INSTRUCTIONS TO FOLLOW:
Without reproducing any image, print the listing below exactly.

DATA LISTING:
----------

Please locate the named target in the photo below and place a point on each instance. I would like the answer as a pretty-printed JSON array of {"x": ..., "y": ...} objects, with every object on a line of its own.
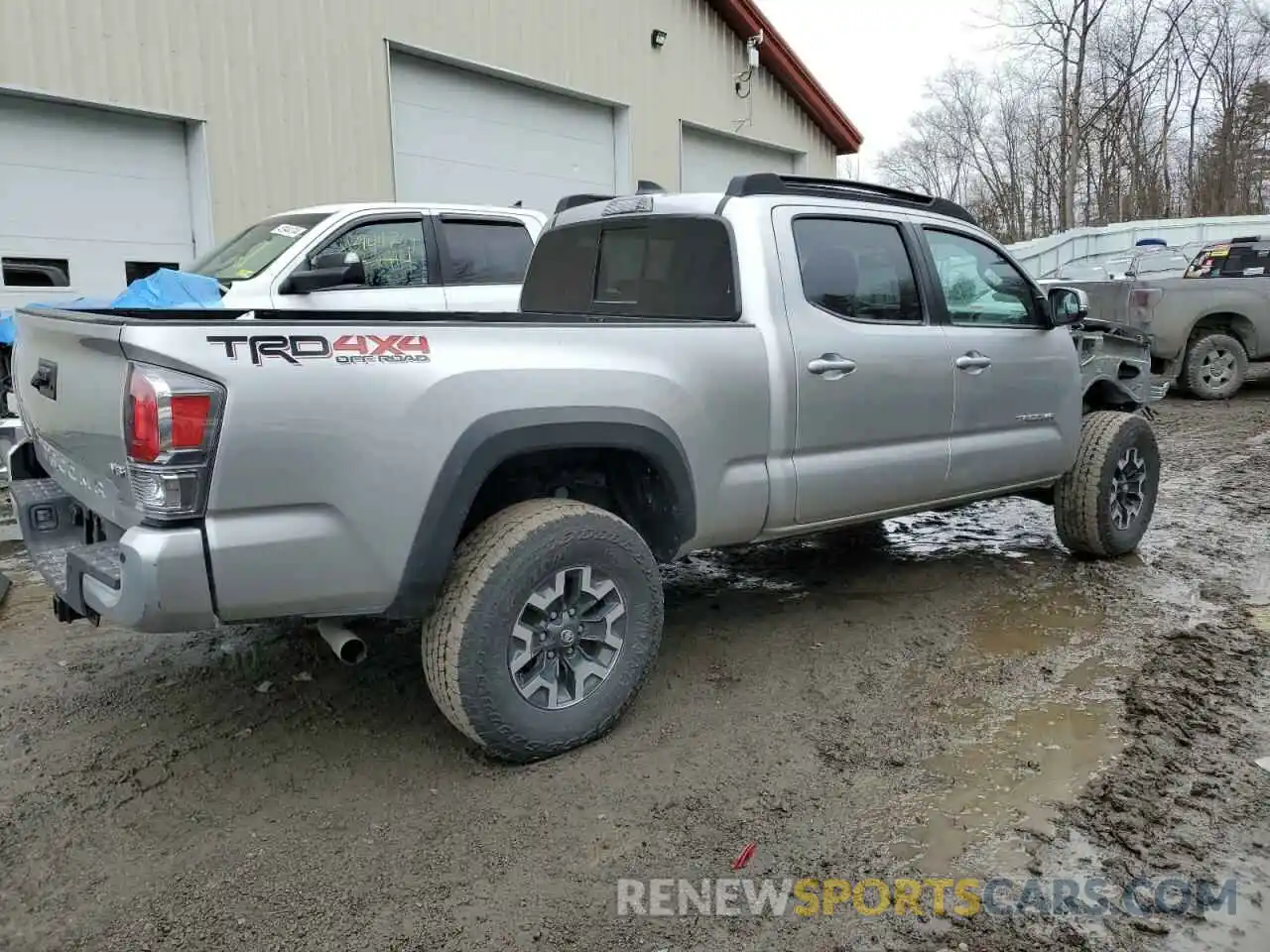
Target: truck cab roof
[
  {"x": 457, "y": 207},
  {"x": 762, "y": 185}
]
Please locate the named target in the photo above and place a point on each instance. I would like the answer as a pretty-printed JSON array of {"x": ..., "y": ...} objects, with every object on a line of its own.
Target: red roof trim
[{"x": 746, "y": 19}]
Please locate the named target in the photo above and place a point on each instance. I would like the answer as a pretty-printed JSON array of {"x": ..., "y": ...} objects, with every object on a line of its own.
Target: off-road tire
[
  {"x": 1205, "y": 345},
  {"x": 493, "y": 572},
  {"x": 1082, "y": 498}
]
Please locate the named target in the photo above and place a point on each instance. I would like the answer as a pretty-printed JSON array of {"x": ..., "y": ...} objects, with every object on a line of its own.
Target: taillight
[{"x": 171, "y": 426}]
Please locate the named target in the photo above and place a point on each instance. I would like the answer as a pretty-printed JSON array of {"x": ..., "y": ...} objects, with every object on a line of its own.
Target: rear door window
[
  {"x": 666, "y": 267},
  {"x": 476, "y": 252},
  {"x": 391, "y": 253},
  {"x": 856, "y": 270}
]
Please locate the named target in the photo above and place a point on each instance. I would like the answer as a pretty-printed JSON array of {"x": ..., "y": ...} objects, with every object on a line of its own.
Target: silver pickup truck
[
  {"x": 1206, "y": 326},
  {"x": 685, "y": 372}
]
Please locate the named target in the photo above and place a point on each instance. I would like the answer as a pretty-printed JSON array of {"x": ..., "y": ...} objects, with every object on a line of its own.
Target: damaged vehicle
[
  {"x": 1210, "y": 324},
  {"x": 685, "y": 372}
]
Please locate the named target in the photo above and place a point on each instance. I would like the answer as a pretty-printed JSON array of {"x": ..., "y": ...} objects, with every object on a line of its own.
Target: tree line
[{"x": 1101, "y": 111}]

----------

EXERCISE SOLUTION:
Please locate the named target in the photo below and place a point on each instance. I would like the answer as a pretty-printed JSON array of {"x": ..., "y": ...} objects, with every object on a line of its own.
Target: truck cab roof
[
  {"x": 457, "y": 207},
  {"x": 762, "y": 185}
]
Please locate the named target in the photo above and place a point on each instance. I would like the answer as a pretty-printed JSON array of {"x": ..., "y": ...} objects, with every object on a line of its own.
Target: red roof trim
[{"x": 746, "y": 19}]
Please locate the named target in the photo above and place a point on each instance. I would like the answer as a pretty-printed JSON array of {"x": ..., "y": ...} objects, with every object on a line of its own.
Target: off-road tire
[
  {"x": 1205, "y": 345},
  {"x": 493, "y": 572},
  {"x": 1082, "y": 498}
]
Please locate the named target in the photo above and place a point on each instance. I would like the answer as a pretty-printed JSON array of {"x": ..., "y": ...} objects, with every object on a line of its own.
Target: taillight
[{"x": 171, "y": 426}]
Please locate the named target in the photo above and place a point on each instance. I would like the answer as a pretty-printed JSON array of {"x": ..., "y": ...} objects, with every object on a line of its own.
Target: rear door window
[
  {"x": 666, "y": 267},
  {"x": 476, "y": 252},
  {"x": 391, "y": 253},
  {"x": 856, "y": 270}
]
Please locate the named target in the photo above and place a point on each instance. I would like the answer as a pretty-printed JSON array of {"x": ..., "y": ...} objects, with every object on a line of its own.
Target: silver pickup truck
[
  {"x": 1206, "y": 326},
  {"x": 685, "y": 372}
]
Please locate the named target in the photo above and place a point on each instance. I would like the answer as a pretty-printed JSON array of {"x": ..., "y": ...} objects, with every object on a line of its own.
Target: damaged vehicle
[
  {"x": 1210, "y": 324},
  {"x": 685, "y": 372}
]
Please locate the named target in the photo above and place a point on each instance. I would like the answer as a pretty-printed JSON array of {"x": ..., "y": ...} objects, with every object on a line of its own.
Target: tree line
[{"x": 1101, "y": 111}]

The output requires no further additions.